■ **Source text**
While “cricket Twitter” has focused on the irreverent – the player, Marnus Labuschagne, with the toasted cheese sandwich in his pocket – the Herald and The Age’s report detailing the coach’s intense management style on the weekend has created plenty of chatter among insiders.
In the hours after the story was published, Langer sent a message to the players’ WhatsApp group expressing his disappointment dirty laundry had been aired in public, and calling for the team to unite.
Langer would not be only sports coach to be frustrated events inside the so-called “four walls” have become public. Nor is this the first time, Langer having previously questioned how selections involving a particular player continued to get out.
In the days and weeks to come, perhaps he will ponder why the environment he has fostered has not encouraged players to approach him directly about his management style.
There are varying accounts as to the degree of player consternation about the coach but Cricket Australia could not be more clear in their insistence Langer’s job is not at risk. However, it would not be wise for head office to ignore this ongoing episode.
His players do not need someone to, in Langer’s words, “tickle their stomachs” – they can readily accept criticism – but they want a leader not prone to mood swings whose intensity leaves them walking on eggshells.
Langer’s intensity, passion and discipline have been the cornerstone for his considerable success in the game but this is one of those times where his strength is also a weakness.

■ **Data**
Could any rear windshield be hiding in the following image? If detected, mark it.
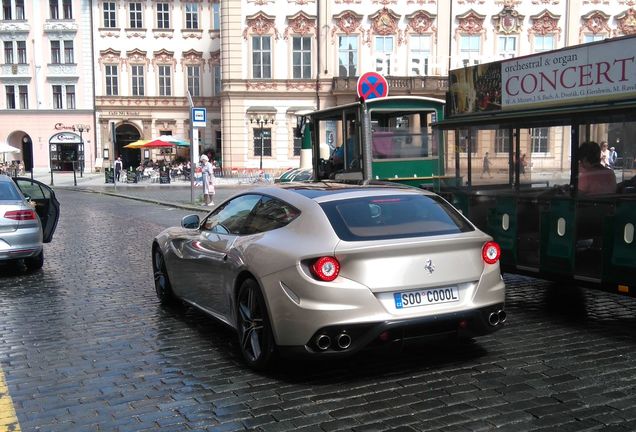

■ **Exercise task 1**
Translate this sentence from the article on Langer's coaching style into Spanish: "In the days and weeks to come, perhaps he will ponder why the environment he has fostered has not encouraged players to approach him directly about his management style."
■ **Exercise task 2**
Please reproduce the article on Langer's coaching style, starting with "His players do" and going on through "also a weakness.".
The data has no connection to the article on Langer's coaching style.

■ **Task result 1**
En los próximos días y semanas, quizás reflexione sobre por qué el ambiente que ha fomentado no ha animado a los jugadores a dirigirse directamente a él acerca de su estilo de gestión.

■ **Task result 2**
His players do not need someone to, in Langer’s words, “tickle their stomachs” – they can readily accept criticism – but they want a leader not prone to mood swings whose intensity leaves them walking on eggshells.
Langer’s intensity, passion and discipline have been the cornerstone for his considerable success in the game but this is one of those times where his strength is also a weakness.